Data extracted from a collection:
====

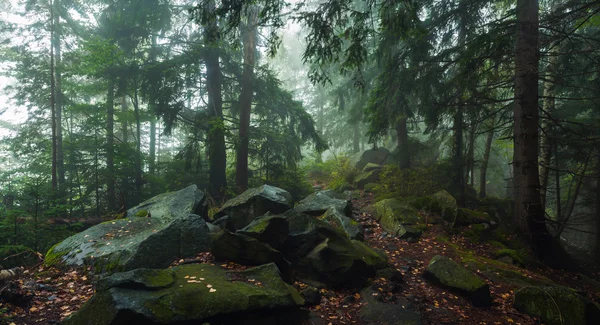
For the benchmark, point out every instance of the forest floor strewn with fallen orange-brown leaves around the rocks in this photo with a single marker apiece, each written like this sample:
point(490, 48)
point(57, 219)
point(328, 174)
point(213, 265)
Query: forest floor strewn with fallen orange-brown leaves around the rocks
point(50, 295)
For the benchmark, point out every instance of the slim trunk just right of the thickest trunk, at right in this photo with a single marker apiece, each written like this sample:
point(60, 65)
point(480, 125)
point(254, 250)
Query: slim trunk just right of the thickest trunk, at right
point(548, 104)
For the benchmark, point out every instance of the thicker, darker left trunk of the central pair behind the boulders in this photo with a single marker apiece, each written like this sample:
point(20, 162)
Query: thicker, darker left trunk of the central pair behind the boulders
point(216, 132)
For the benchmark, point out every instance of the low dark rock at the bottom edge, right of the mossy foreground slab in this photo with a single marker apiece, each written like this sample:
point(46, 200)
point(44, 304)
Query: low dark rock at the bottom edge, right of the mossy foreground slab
point(374, 311)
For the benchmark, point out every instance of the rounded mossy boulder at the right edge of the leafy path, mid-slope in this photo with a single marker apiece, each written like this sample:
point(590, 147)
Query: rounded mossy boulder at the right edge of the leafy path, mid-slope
point(398, 218)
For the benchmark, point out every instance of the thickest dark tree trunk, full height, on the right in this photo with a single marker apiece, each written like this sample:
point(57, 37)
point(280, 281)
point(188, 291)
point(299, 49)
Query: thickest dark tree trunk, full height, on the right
point(529, 213)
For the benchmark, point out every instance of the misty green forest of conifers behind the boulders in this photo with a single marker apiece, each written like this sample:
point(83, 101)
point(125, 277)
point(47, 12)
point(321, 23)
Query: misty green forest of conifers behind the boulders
point(109, 103)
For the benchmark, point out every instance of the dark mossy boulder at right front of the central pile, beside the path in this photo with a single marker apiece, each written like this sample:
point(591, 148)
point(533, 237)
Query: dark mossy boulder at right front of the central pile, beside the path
point(324, 256)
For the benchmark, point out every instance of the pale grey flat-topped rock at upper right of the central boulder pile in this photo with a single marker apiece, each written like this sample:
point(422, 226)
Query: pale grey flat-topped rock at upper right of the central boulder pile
point(318, 203)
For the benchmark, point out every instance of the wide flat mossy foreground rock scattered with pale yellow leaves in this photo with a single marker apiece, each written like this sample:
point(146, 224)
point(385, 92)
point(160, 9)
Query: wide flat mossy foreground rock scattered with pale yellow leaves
point(197, 293)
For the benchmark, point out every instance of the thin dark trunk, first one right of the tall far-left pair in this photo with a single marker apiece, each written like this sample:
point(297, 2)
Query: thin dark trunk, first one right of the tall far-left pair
point(110, 147)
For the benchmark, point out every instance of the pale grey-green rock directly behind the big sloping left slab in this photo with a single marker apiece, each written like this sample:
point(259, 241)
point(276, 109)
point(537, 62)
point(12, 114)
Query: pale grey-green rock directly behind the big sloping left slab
point(172, 205)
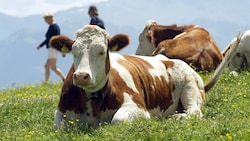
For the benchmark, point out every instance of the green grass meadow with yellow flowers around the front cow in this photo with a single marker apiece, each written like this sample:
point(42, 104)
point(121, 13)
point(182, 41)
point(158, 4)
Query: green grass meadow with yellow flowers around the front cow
point(27, 113)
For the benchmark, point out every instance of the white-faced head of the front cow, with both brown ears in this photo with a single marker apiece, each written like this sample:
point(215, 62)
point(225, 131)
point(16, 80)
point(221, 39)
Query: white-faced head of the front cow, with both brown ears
point(91, 55)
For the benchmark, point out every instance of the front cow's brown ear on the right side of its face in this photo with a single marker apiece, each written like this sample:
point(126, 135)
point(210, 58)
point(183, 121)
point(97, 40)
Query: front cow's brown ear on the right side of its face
point(118, 42)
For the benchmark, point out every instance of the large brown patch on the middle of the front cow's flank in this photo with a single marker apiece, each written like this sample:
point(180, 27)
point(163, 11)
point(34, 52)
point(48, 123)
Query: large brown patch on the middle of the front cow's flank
point(156, 92)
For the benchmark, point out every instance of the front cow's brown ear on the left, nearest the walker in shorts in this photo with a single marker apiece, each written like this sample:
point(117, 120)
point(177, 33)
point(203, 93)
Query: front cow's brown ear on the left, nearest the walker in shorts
point(61, 43)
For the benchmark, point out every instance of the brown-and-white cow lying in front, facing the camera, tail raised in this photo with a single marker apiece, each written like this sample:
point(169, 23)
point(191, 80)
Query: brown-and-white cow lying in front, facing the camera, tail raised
point(103, 86)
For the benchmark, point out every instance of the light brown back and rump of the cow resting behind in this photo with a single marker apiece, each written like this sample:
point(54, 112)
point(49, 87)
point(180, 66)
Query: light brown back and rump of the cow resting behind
point(195, 47)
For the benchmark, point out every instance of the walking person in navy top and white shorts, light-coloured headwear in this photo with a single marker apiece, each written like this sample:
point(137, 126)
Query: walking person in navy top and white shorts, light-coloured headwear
point(52, 53)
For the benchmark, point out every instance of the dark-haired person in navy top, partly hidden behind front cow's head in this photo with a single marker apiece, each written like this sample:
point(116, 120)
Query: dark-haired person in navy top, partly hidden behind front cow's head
point(95, 20)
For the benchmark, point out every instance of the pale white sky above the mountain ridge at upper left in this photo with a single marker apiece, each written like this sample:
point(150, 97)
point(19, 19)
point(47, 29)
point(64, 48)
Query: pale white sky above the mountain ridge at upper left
point(23, 8)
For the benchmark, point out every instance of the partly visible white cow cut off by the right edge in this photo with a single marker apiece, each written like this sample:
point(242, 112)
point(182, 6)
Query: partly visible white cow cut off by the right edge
point(242, 57)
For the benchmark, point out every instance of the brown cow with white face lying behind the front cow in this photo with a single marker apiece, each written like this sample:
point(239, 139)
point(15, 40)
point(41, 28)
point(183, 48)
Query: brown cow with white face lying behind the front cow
point(192, 44)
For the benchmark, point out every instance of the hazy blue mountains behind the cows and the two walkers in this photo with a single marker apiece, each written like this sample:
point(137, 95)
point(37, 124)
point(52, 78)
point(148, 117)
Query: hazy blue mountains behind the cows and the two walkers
point(21, 63)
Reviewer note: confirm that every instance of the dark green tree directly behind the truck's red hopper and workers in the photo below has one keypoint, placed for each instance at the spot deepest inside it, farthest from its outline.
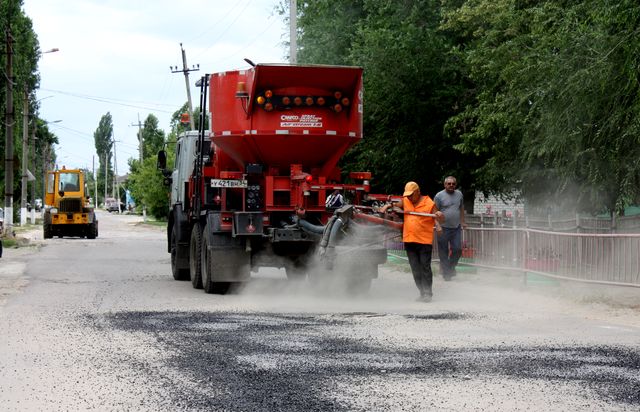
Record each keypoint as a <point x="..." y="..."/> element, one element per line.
<point x="412" y="83"/>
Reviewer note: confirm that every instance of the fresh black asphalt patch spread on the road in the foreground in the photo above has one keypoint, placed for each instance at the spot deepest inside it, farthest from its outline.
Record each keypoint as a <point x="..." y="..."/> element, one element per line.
<point x="266" y="361"/>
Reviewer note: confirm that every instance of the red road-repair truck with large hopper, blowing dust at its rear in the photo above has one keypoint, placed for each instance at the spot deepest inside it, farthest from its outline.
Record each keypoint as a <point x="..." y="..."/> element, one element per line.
<point x="251" y="189"/>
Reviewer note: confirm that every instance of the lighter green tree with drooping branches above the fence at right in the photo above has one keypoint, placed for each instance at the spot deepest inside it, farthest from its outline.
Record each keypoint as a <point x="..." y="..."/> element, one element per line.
<point x="553" y="109"/>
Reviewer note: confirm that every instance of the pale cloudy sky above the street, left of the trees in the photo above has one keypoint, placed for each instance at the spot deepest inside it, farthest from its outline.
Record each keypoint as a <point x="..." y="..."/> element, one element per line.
<point x="115" y="56"/>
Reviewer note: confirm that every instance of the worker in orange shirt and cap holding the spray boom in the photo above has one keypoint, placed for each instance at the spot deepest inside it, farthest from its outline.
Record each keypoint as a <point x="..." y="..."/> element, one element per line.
<point x="417" y="235"/>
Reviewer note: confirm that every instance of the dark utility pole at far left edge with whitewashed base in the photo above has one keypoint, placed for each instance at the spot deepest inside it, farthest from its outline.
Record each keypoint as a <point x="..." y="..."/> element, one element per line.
<point x="9" y="124"/>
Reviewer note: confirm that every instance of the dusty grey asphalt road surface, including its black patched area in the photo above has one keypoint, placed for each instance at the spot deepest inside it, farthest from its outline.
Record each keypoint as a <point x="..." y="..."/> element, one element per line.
<point x="101" y="325"/>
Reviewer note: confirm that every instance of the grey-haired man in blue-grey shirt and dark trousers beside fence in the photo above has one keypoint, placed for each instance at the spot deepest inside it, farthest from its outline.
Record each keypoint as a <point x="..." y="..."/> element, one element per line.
<point x="450" y="202"/>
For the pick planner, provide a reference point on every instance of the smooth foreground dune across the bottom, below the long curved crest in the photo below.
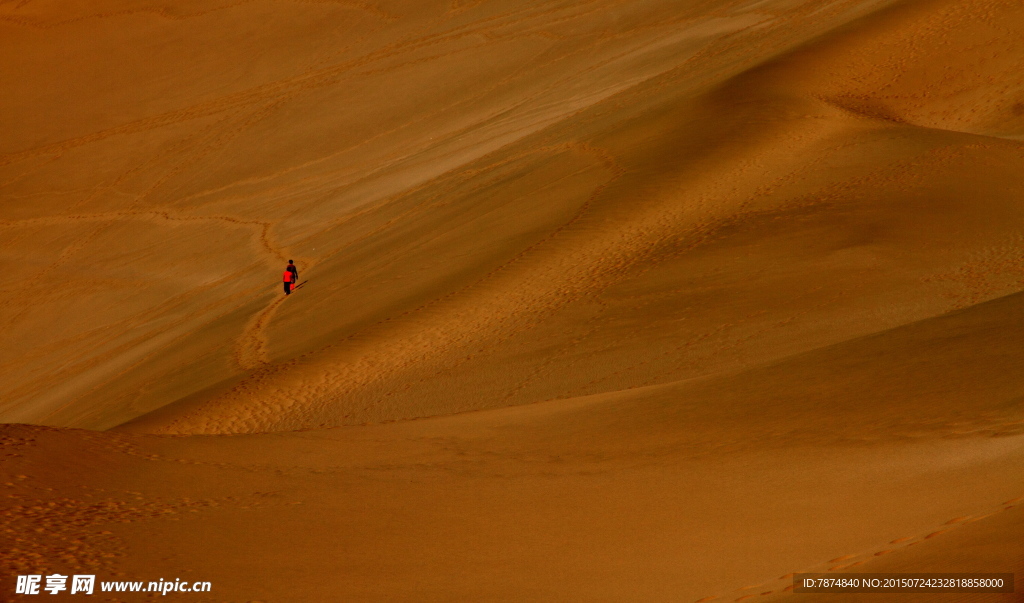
(869, 455)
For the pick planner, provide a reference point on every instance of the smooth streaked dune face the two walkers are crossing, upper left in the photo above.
(161, 161)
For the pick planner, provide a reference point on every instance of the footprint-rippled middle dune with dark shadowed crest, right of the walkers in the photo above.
(831, 192)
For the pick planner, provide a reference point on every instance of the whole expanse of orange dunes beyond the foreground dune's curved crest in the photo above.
(684, 198)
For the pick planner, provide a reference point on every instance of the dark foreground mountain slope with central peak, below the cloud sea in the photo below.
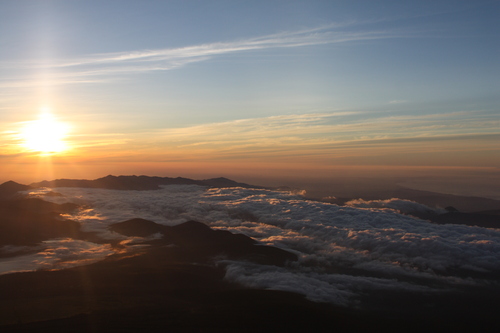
(172, 284)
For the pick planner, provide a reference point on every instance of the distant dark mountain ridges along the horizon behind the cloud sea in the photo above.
(463, 210)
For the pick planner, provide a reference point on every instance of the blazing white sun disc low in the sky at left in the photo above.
(45, 135)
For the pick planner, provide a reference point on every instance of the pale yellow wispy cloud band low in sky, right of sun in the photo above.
(342, 126)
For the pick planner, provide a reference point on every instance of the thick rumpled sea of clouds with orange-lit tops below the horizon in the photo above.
(343, 251)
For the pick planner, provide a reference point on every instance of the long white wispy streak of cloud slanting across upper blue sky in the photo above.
(105, 66)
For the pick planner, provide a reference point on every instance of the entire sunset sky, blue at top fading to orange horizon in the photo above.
(239, 88)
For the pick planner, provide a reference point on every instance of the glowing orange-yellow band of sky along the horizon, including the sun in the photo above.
(249, 150)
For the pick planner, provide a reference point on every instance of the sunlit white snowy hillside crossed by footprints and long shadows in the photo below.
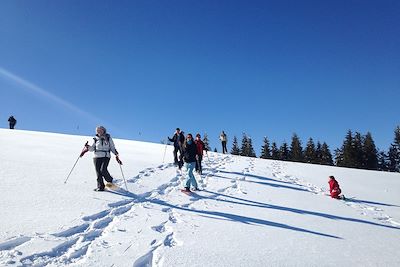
(252, 212)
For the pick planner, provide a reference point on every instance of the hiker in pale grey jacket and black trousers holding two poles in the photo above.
(102, 146)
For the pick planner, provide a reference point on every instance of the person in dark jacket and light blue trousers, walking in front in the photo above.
(190, 156)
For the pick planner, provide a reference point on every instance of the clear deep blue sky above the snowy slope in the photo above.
(143, 68)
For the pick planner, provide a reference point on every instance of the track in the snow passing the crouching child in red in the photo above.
(364, 208)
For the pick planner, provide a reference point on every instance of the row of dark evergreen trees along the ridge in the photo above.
(357, 151)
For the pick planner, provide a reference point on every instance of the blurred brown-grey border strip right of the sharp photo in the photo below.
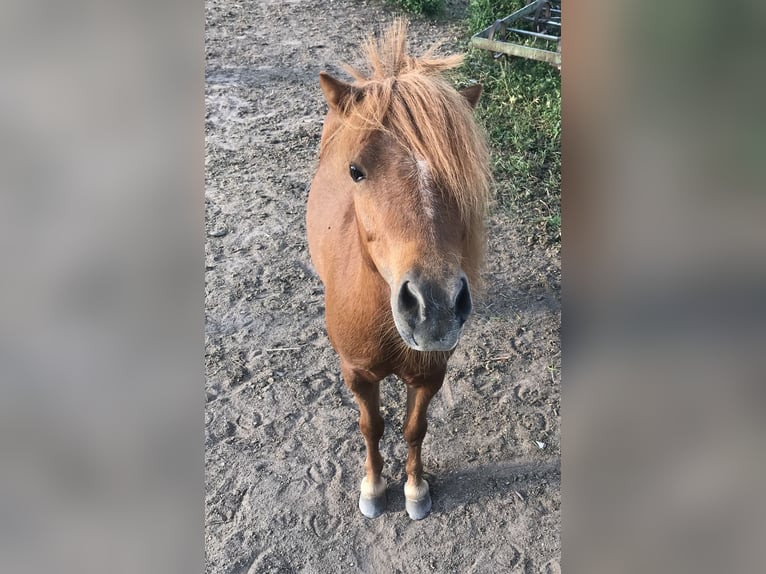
(664, 276)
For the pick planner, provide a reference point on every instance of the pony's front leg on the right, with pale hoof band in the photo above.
(416, 492)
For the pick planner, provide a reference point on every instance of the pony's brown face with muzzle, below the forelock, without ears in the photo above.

====

• [TASK GOAL] State how many lines of the entries contain the word "hopper". Nothing besides the number belongs in the reply.

• [TASK RESPONSE] 2